#### GIVEN RECORDS
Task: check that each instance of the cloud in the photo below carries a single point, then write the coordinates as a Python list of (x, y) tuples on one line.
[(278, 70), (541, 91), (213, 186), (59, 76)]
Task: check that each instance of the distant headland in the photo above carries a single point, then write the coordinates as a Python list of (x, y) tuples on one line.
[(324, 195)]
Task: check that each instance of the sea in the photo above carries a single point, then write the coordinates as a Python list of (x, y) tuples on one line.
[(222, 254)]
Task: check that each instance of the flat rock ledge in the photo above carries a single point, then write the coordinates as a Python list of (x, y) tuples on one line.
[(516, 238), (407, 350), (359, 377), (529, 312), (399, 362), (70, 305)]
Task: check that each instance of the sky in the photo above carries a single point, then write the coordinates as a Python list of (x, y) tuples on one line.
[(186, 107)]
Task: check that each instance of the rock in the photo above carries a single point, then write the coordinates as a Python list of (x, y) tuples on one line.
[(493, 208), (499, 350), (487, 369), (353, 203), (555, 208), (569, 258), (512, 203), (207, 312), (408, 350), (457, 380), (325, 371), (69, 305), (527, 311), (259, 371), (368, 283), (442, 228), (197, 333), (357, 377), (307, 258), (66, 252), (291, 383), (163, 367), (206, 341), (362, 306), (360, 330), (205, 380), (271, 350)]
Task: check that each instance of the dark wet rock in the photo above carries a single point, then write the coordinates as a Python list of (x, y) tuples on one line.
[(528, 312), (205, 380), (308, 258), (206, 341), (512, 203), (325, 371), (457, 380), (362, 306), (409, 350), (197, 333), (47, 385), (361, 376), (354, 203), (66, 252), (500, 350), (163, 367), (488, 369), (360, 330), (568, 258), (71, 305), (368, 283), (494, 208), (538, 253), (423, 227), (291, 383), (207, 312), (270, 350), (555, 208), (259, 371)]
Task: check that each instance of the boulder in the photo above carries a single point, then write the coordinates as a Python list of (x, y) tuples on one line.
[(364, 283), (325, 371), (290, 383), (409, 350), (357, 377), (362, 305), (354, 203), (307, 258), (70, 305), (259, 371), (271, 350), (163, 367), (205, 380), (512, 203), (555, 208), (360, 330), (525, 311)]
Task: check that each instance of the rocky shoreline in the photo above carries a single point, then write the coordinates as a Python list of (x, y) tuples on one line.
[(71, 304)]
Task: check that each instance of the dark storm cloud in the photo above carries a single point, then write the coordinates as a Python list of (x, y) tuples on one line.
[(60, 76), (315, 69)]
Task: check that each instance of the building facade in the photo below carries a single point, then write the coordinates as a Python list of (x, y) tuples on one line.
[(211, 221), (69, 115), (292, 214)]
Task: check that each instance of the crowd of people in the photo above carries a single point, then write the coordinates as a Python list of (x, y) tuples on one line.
########
DIRECTIONS: Retype all of the entries precisely as they are.

OUTPUT BELOW:
Task: check that each instance of the cloud in the photo below carries a single point, then write the coordinates as a Python list of (x, y) tuples on one line.
[(278, 70), (541, 91), (213, 186), (59, 76)]
Task: check that each instance of the distant headland in the photo above carries a single point, then write the coordinates as a Python list of (x, y) tuples on one line.
[(324, 195)]
Task: check that each instance of the sea in the photo above carries a single point, then write the coordinates as a Python list of (x, y) tuples on one line.
[(222, 254)]
Task: check that each instance of the flat rock ledge in the photo above carries a single point, then write the coordinates as a Python list of (x, y) tuples on one line.
[(516, 238), (407, 350), (359, 377), (529, 312), (399, 362), (70, 305)]
Task: check that each instance of the sky in the photo above carries a single point, then write the coordinates as a Python list of (x, y) tuples on one line.
[(186, 107)]
Task: check that each instance of the rock in the photo above carries a single point, then write the coordinates as a Python list of (x, y) tuples on one line.
[(493, 208), (499, 350), (487, 369), (353, 203), (555, 208), (569, 258), (512, 203), (207, 312), (408, 350), (457, 380), (325, 371), (69, 305), (527, 311), (259, 371), (368, 283), (442, 228), (197, 333), (357, 377), (307, 258), (66, 252), (291, 383), (163, 367), (206, 341), (362, 306), (360, 330), (205, 380), (271, 350)]
Task: check that each instance of the dark wet rock in the photo above carries a single point, then write the coordinates as a Python list of (x, y) tuples on one line.
[(528, 312), (205, 380), (308, 258), (206, 341), (512, 203), (325, 371), (457, 380), (362, 306), (409, 350), (197, 333), (47, 385), (361, 376), (354, 203), (66, 252), (500, 350), (163, 367), (488, 369), (360, 330), (568, 258), (71, 305), (368, 283), (494, 208), (538, 253), (423, 227), (291, 383), (207, 312), (270, 350), (555, 208), (259, 371)]
Task: check that each instance of the boulder in the photo above carries a single point, then write the coordinates as a Python list of (x, y) tuples on one line.
[(364, 283), (325, 371), (290, 383), (409, 350), (357, 377), (362, 305), (354, 203), (307, 258), (70, 305), (259, 371), (271, 350), (163, 367), (205, 380), (512, 203), (555, 208), (360, 330), (525, 311)]
Task: check that each instance of the rocky shoreline in the photo above carries a single point, then write the coordinates as a Python list of (x, y) tuples on one line.
[(71, 304)]
Task: check that each instance of the dark storm cloud in the photo above carries a single point, then write the coordinates as a Python list of (x, y) tuples on one line.
[(60, 76), (315, 69)]
Task: check that each instance of the building facade in the photo below carries a single point, then write the coordinates as a Python list of (x, y) tuples on one line.
[(211, 221), (69, 115), (292, 214)]
Task: check that each instance of the crowd of people in the photo above carries a single point, then write the coordinates as a Python list of (x, y) tuples on one line.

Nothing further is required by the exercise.